__ПРЕДЛОЖЕННЫЙ ОТРЫВОК__
────

Первым из новог урожая поспевал горох, и на его уборке пацаны были незаменимы. Из-за спутанности косить горох литовками очень трудно. Поэтому тогда его крючили. Крюками старых затупевших серпов корни гороховой ботвы выдирали из земли и собирали в валки. Работа на уборке гороха была заманчива тем, что можно было есть горох сколько влезет. Пожевывая горошины, работалось весело с соревнованием в звонком потрескивании, что особенно получалось после общего обеда крутой горошницей запиваемой молоком.
Когда поспевала рожь, наступало самое важное время страды. Несмотря на детство, мы серьезно понимали смысл лозунга: "Хлеб нужен для фронта - для Победы.".
Комбайнов тогда было мало и они больше простаивали из-за нехватки запасных частей и горючего. Большинство колхозов жали хлеб конными жнейками да серпами.
На первый взляд жатва серпом кажется простой: захвати носком серпа горсть стеблей, сожми их левой рукой и срежь остро зазубренным вогнутым лезвием. Но срезать надо почти под корни и каждой горсти надо сделать земной поклон. Сколько поклонов делалось за день трудно сказать, но бывало, что в самую жару закружиться голова и закапаем кровь из носа. Правда, это скрашивалось тем, что в перерывах можно было полакомиться сластившими зернами.
В военные первые послевоенные годы учебный год для учеников с пятого по десятый класс начинался с первого октября. Когда страда была в разгаре мы работали почти наравне со взрослыми на скирдовании снопов и на молотьбе. Молотили хлеб в основном конными молотилками. Поскольку хлеб нужен был фронту, да и тылу срочно, власть и партийные органы приказывали колхозам работать даже ночью при фонарях; за это помимо трудодня нам давали четвертушку каравая из муки нового урожая. Эту горбушку вожделенного хлеба, заработанную подачей снопов, перетряской или скирдованием соломы, мы тут же съедали, а женщины завернув ее в платки, несли своим голодным, в большинстве осиротившим, малышам.
Чтобы совсем не обессилить от жизни и работы впроголодь, приходилось есть лепешки из перегнившей в земле картошки, крапиву, лебеду, дикарку (сурепку), борщовку, свекольные листья и даже "дубовый хлеб". Это хлеб из желудей. Их сушили, мололи и пекли тяжелые как из глины, лепешки. От этого хлеба было твердое чувство наполненности с горькой изжогой и мучительными запорами, вплоть до заворота кишок у некоторых.

────

Выдержки из набора данных:
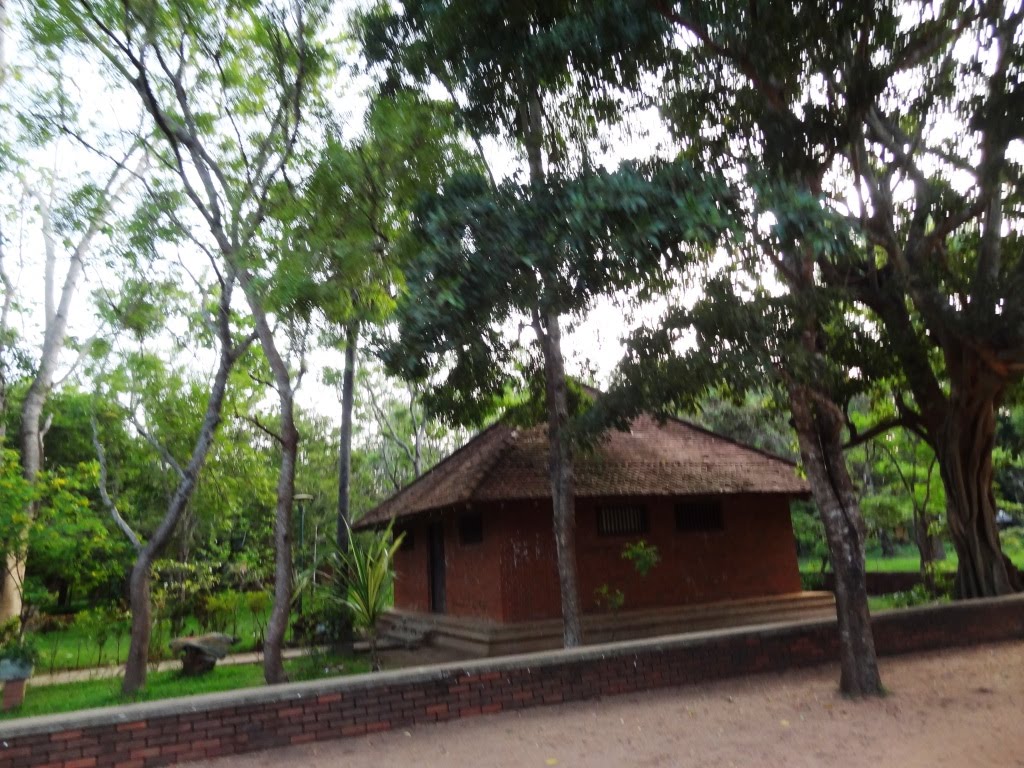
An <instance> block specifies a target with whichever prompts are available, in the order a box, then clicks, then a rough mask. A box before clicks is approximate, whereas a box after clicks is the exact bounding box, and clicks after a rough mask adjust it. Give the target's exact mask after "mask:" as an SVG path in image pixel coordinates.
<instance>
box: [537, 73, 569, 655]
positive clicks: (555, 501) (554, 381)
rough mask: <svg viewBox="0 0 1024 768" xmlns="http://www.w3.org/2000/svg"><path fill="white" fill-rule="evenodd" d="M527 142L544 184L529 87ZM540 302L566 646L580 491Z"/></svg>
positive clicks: (563, 631) (541, 340)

────

__ВОПРОСЫ К ЗАДАНИЮ__
(1) Судя по отрывку о страде военных лет, с какого числа в те годы начинался учебный год для учеников с пятого по десятый класс?
(2) Перепишите из отрывка о страде военных лет часть, которая начинается со слов «Когда поспевала рожь, наступало» и заканчивается словами «полакомиться сластившими зернами.».
(3) Продолжите отрывок о страде военных лет с того места, где он заканчивается.

__ОТВЕТЫ ПО ЗАДАНИЯМ__
(1) С первого октября.

(2)
Когда поспевала рожь, наступало самое важное время страды. Несмотря на детство, мы серьезно понимали смысл лозунга: "Хлеб нужен для фронта - для Победы.".
Комбайнов тогда было мало и они больше простаивали из-за нехватки запасных частей и горючего. Большинство колхозов жали хлеб конными жнейками да серпами.
На первый взляд жатва серпом кажется простой: захвати носком серпа горсть стеблей, сожми их левой рукой и срежь остро зазубренным вогнутым лезвием. Но срезать надо почти под корни и каждой горсти надо сделать земной поклон. Сколько поклонов делалось за день трудно сказать, но бывало, что в самую жару закружиться голова и закапаем кровь из носа. Правда, это скрашивалось тем, что в перерывах можно было полакомиться сластившими зернами.

(3)
Но были незабываемые, хоть и редкие, запечаленные войной праздники.
Не знаю где как, а в нашем аскинском колхозе "Новый путь" седьмого ноября устраивали завершающий уборочную праздничный обед. Для этого зарезали яловую жирную телку и на обе бригады, с учетом детей и стариков, стряпали пельмени. Это были изумительные пельмени. Крутое ржаное тесто, защипанное мозолистыми пальцами колхозниц не разваривалось и содержало божественного вкуса сок парного телочного мяса нарубленного тяпками и для нежности разбавленного свежим молоком. Замечательно , что первым уваром большого бригадного котла угощали детей и мальчуганов работавших все каникулы в колхозе.
Кроме рассказанного хочется поведать о трогательном эпизоде связанном с одеждой погибших на фронте бойцов.
Дело в том, что пробитые пулями и осколками, пропитанные кровью фуфайки, бушлаты и стеганые брюки санитары похоронных команд и госпиталей собирали и отправляли в тыл.
Зимой 43 года в нашу МТС привезли из Уфы несколько тюков такой фронтовой одежды. Когда отец принес выданные ему две пары фуфаек и брюк, слипшихся кровью, мы с тяжелыми мыслями осторожно разделили их, просматривая куда попали пули или осколки. Одна фуфайка была пробита в левой части груди большим осколком, а другая была прострелена пулей в спину.... Весь вечер мы даже не разговаривали. Только мама, гася лампу, перед сном горько сказала: "Не дай бог, что эта фуфайки с Саньки или с Васи....". От ее братьев не было писем уже много месяцев.
Несколько дней, меняя буреющую воду мама отмачивала эти телогрейки в стиральном корыте. Простиранные и зашитые почти новые ватники мы с братом до окончания школы носили бережно и с достоинством, согреваясь теплом погибших за нас фронтовиков.